§ INPUT DATA:
_ _ _ _ _

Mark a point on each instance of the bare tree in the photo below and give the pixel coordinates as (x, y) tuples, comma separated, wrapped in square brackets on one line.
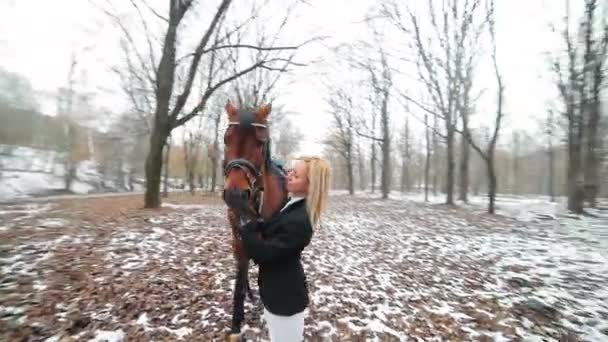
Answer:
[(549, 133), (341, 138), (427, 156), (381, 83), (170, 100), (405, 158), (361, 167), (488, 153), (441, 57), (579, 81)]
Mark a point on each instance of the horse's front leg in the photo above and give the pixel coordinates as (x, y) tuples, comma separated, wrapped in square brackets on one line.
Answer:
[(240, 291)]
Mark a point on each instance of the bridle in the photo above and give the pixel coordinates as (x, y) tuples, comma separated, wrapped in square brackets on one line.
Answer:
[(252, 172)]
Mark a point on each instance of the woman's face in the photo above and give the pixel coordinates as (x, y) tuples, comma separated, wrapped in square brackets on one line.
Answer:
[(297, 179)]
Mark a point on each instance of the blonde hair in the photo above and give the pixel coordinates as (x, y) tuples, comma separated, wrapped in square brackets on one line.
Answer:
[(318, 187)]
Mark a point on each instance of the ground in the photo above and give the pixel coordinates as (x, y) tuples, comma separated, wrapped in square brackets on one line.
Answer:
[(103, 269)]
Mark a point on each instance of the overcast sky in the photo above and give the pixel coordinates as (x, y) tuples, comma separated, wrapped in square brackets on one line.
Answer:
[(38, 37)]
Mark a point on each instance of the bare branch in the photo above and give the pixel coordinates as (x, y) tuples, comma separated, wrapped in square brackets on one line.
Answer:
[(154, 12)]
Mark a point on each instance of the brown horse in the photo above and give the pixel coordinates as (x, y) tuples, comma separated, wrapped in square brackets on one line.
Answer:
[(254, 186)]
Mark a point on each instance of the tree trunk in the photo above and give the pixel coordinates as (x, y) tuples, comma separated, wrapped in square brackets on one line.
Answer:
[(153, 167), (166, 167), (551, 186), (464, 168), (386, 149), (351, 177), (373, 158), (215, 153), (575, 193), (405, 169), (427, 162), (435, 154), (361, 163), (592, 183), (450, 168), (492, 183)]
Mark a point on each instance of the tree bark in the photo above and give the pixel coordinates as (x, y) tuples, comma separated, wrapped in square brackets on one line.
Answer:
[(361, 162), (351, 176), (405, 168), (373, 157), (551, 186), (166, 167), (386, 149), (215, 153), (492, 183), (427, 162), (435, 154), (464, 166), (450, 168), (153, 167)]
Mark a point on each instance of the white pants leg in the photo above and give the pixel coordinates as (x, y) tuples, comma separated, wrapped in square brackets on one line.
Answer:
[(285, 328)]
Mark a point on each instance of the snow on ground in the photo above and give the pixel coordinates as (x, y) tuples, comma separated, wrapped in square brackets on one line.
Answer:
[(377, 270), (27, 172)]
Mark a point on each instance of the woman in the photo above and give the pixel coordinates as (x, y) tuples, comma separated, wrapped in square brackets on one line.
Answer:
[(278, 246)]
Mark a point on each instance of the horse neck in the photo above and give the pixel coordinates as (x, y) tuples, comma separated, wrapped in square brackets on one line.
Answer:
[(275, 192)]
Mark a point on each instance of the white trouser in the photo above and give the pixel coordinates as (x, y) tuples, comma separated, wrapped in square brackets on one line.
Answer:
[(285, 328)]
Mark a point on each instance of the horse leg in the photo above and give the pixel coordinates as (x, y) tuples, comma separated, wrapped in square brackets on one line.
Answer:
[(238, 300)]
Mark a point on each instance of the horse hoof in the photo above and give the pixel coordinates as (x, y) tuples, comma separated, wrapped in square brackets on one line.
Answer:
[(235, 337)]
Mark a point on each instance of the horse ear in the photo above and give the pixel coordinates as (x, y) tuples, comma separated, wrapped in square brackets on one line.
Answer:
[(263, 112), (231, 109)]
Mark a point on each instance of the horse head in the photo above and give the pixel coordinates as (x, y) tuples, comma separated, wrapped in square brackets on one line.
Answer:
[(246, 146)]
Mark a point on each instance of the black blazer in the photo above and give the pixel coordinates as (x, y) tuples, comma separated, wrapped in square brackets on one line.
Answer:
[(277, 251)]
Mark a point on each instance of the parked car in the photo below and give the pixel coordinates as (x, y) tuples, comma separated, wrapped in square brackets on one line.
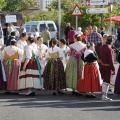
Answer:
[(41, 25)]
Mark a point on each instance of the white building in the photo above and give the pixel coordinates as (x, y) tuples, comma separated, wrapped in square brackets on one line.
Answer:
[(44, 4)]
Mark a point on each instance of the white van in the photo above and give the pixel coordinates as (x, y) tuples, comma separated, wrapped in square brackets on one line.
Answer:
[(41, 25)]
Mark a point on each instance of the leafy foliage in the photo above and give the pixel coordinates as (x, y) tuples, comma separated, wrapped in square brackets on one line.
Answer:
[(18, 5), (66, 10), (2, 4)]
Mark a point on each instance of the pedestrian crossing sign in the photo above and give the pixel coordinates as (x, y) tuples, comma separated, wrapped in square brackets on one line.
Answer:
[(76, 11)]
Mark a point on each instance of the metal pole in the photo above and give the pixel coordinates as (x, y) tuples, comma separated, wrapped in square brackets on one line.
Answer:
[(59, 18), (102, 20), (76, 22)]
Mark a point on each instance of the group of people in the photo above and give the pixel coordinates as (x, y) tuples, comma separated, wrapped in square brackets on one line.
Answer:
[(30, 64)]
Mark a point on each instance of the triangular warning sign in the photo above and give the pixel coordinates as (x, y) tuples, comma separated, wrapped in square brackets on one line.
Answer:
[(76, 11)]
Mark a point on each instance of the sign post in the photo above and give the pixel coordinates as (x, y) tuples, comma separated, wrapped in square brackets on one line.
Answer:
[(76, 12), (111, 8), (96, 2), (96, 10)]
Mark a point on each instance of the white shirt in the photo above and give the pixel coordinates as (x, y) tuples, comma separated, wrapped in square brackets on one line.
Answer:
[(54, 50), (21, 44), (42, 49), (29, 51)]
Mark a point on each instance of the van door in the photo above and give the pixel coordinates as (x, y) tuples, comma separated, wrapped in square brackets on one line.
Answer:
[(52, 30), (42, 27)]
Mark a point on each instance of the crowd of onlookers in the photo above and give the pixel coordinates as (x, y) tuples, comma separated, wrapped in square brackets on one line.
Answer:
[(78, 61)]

_ _ _ _ _

§ WHAT TO DO:
Turn every line of the records above into a numbered list, skipping any blank lines and leaving out the pictures.

§ EXPECTED OUTPUT:
1. Mark a point on each instance of the bare tree in the photo below and give the pixel coordinates as (x, y) tuples, comma separated, wrapped in square brackets on one line.
2. Answer:
3. [(549, 133), (341, 138), (427, 156), (381, 83), (170, 100), (405, 158), (361, 167), (488, 153), (441, 57), (579, 81)]
4. Mark a point on each instance of the horse's front leg in the photo above and give the pixel coordinates as (x, y) tuples, comma separated, wrapped in square brackets on one line.
5. Answer:
6. [(240, 291)]
7. Mark a point on each instance of the bridle in the photo above and give the pixel coordinates as (x, y) tuples, comma separated, wrapped in square brackets on one line.
8. Answer:
9. [(252, 172)]
10. Mark a point on each instance of the woman's face in the photo above and give the pixel coordinates as (x, y) tuples, comma separated, wrapped in square brackets on one line.
11. Answer:
12. [(297, 179)]
13. Mark a point on each instance of the blonde hair in the photo above and give the pixel coordinates as (x, y) tuples, comma separated, wrapped in square brackets on one line.
14. Answer:
15. [(318, 187)]
16. Mark a point on each instance of the ground in the photo above and give the pixel coordinates as (x, y) tuples, comma separated, wrapped in square brackets on one line.
17. Answer:
18. [(103, 269)]
19. Mark a point on each instance of the overcast sky in the photo above and give the pixel coordinates as (x, y) tuples, comma separated, wrapped in square brackets on one line.
20. Answer:
21. [(38, 37)]
22. Mark a point on each instance of the bare branch in the photo above and give the pixel coordinates as (x, y) tuples, comma separated, wrapped in square brackets on one line.
23. Answer:
24. [(154, 12)]
25. Mark a point on each instance of the brown horse in the photo above and give the pixel coordinates as (x, y) tuples, comma separated, wrapped in square brackets on one line.
26. Answer:
27. [(254, 186)]
28. Mark a point on each instance of the tree trunk in the photo above and give the pixel coordinates as (x, y) tuples, comma separated, wrapped in square brackets on one line.
29. Answer:
30. [(153, 167), (166, 167), (551, 186), (464, 168), (386, 149), (351, 177), (373, 158), (215, 153), (575, 193), (405, 169), (427, 162), (435, 154), (361, 163), (592, 183), (450, 168), (492, 183)]
31. Mark a point on each instance of the tree bark in the photo above and give the pixel coordinates as (x, y) tuples, comma separated, wrapped in square brackets on one line.
32. Answer:
33. [(361, 162), (351, 176), (405, 168), (373, 157), (551, 186), (166, 167), (386, 149), (215, 153), (492, 183), (427, 162), (435, 154), (464, 166), (450, 168), (153, 167)]
34. Mark a point on each instance of the white pants leg in the photo above and give the pixel coordinates as (x, y) tuples, comma separated, wrapped in square brackets on one line.
35. Answer:
36. [(285, 328)]
37. Mark a point on each instance of the snow on ground in the photo above and give the pixel coordinates as (x, y) tuples, comma separated, wrapped in square brackets on one line.
38. Answer:
39. [(377, 270), (27, 172)]
40. Mark a point on each instance of the woman in the photo above and give the pixel coordinates as (x, y) tuples, comma separated, wrapped in square brackets on one line.
41. Answer:
42. [(278, 246)]
43. Mark a point on each instance of the horse neck in the photo above and give the pixel coordinates as (x, y) tuples, comma separated, wrapped in square brackets on one line.
44. Answer:
45. [(275, 192)]
46. Mark a point on each instance of the white trouser in the photo above and give the pixel coordinates as (x, y) tuples, comma separated, wrapped in square brackets on one line.
47. Answer:
48. [(285, 328)]
49. Mark a point on each instance of the horse leg in the photo above and give the pixel coordinates as (x, y) tuples, comma separated, wrapped in square brackets on one line.
50. Answer:
51. [(238, 300)]
52. Mark a point on each instance of the horse hoof in the photo above and give the pixel coordinates as (x, y) tuples, comma separated, wrapped in square brackets on one line.
53. Answer:
54. [(235, 337)]
55. Mark a point on each instance of the horse ear in the photo above and give the pixel coordinates as (x, y) tuples, comma separated, wrapped in square brackets on one line.
56. Answer:
57. [(263, 112), (231, 109)]
58. Mark a point on each instance of the horse head in the photo above and give the pixel coordinates as (x, y) tuples, comma separated, wrapped in square brackets on one line.
59. Answer:
60. [(246, 146)]
61. Mark a point on each instance of the black blazer in the photo above and give the pixel coordinates as (x, y) tuples, comma separated, wrapped in square brackets on one line.
62. Answer:
63. [(277, 251)]
64. Mark a point on each instance of the parked car in the photo below and give the pixel coordinates as (x, y) tuples, comma separated, wrapped in square brackets on one line.
65. Answer:
66. [(41, 25)]
67. Mark a point on each instance of the white building in the photo above and give the pixel coordinates as (x, y) tuples, comma separated, wrapped in square brackets on one line.
68. Answer:
69. [(44, 4)]
70. Mark a point on each instance of the white van in the photo above and give the pixel coordinates as (x, y) tuples, comma separated, wrapped in square brackets on one line.
71. Answer:
72. [(41, 25)]
73. Mark a point on each instance of the leafy foliage in the photo above and give the pixel coordinates as (x, y) tuples, comma separated, wrapped in square brackets on one line.
74. Answer:
75. [(18, 5), (66, 10), (2, 4)]
76. Mark a point on each instance of the pedestrian crossing sign in the photo above and give the pixel coordinates as (x, y) tuples, comma separated, wrapped in square brackets on one line.
77. Answer:
78. [(76, 11)]
79. Mark a point on each instance of the metal pole in the photo above and give the pixel coordinates as (x, y) tuples, comma separated, wrapped in square brackets on one line.
80. Answer:
81. [(59, 18), (102, 20), (76, 22)]
82. Mark a point on each instance of the group of people in the photo above and give the pixel coordinates as (x, y) tuples, comma separated, wrapped in square brackets on one line.
83. Answer:
84. [(30, 64)]
85. Mark a point on each instance of the triangular warning sign in the photo above and give the pixel coordinates as (x, y) tuples, comma separated, wrapped in square brackets on one line.
86. Answer:
87. [(76, 11)]
88. Mark a point on each instance of the sign post in the photo above and give the pixel coordinates as (x, y) tuples, comma separated, wrapped in square brackets on one line.
89. Answer:
90. [(76, 12), (111, 8), (96, 2), (96, 10)]
91. Mark a point on each instance of the white shirt in the photo above and give the pixel coordinates as (x, y) tuples, comma separated, wrapped in square brackets on one line.
92. Answer:
93. [(54, 50), (21, 44), (42, 49), (29, 51)]
94. Mark a point on each instance of the van door in the photo above and give the pixel coordinates as (x, y) tuples, comma separated, wrapped in square brackets on one line.
95. Answer:
96. [(52, 30), (42, 27)]
97. Mark a point on each instance of the crowd of onlookers in the photo above and give the pixel coordinates as (x, y) tuples, comma separated, wrapped in square brackets on one line.
98. Answer:
99. [(78, 61)]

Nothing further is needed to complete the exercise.